§ SOURCE EXTRACT:
━━━━━━━━━━
The Future of D&D is not Digital, It’s Back to Basics

There is one more thing, a subtle thing in the background that is also driving a wedge between modern and old school D&D. It’s already happening, and I think Wizards of the Coast has completely missed it.

The future of tabletop gaming isn’t more digital. It’s less.

You don’t need to be a psychologist to see the direction things are moving. We live in a world where nearly every aspect of life is mediated through a screen. Work, a computer. Banking, an app. Social life, Notifications. Even the simplest, most practical tasks now come with a digital leash attached. Want to fix your car? Better hope you’ve got the right software. Want to maintain a tractor? Congratulations, you now need a login and a firmware update.

There was a time when technology made things more convenient. Now it often makes them more dependent. And people are starting to feel it.

Because it’s not just work anymore, there’s no escape hatch. Even our personal lives have been absorbed into the same ecosystem. Dating, socializing, entertainment, shopping, it all routes through the same glowing rectangles we’ve already spent the entire day staring at. At a certain point, convenience stops feeling like freedom and starts feeling like an obligation.

And when that shift happens, people begin to push back.

Not in grand, revolutionary ways, but in small, deliberate choices. They start looking for spaces where they can disconnect, even temporarily. Places where interaction is direct, where attention isn’t fractured, and where the experience isn’t mediated by a device.
━━━━━━━━━━
§ DATA EXTRACT:
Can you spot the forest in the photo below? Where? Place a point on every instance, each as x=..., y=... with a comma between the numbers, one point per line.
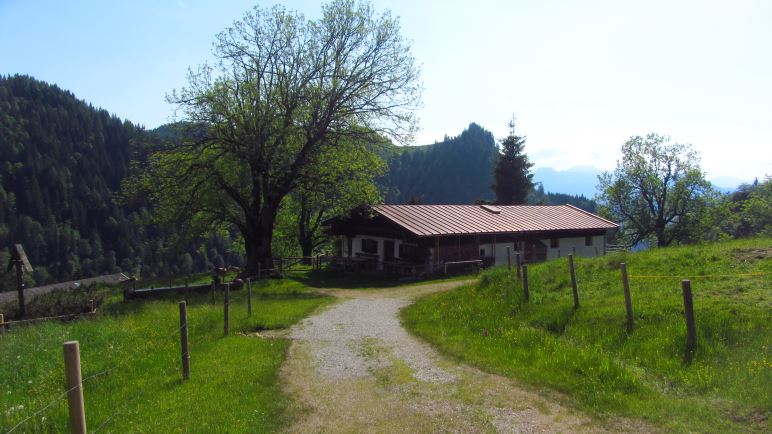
━━━━━━━━━━
§ TO BE DONE: Quote word for word the stretch of the D&D article above that begins with the words containing "Because it’s not" and ends with "to push back.".

§ EXERCISE ANSWER:
Because it’s not just work anymore, there’s no escape hatch. Even our personal lives have been absorbed into the same ecosystem. Dating, socializing, entertainment, shopping, it all routes through the same glowing rectangles we’ve already spent the entire day staring at. At a certain point, convenience stops feeling like freedom and starts feeling like an obligation.

And when that shift happens, people begin to push back.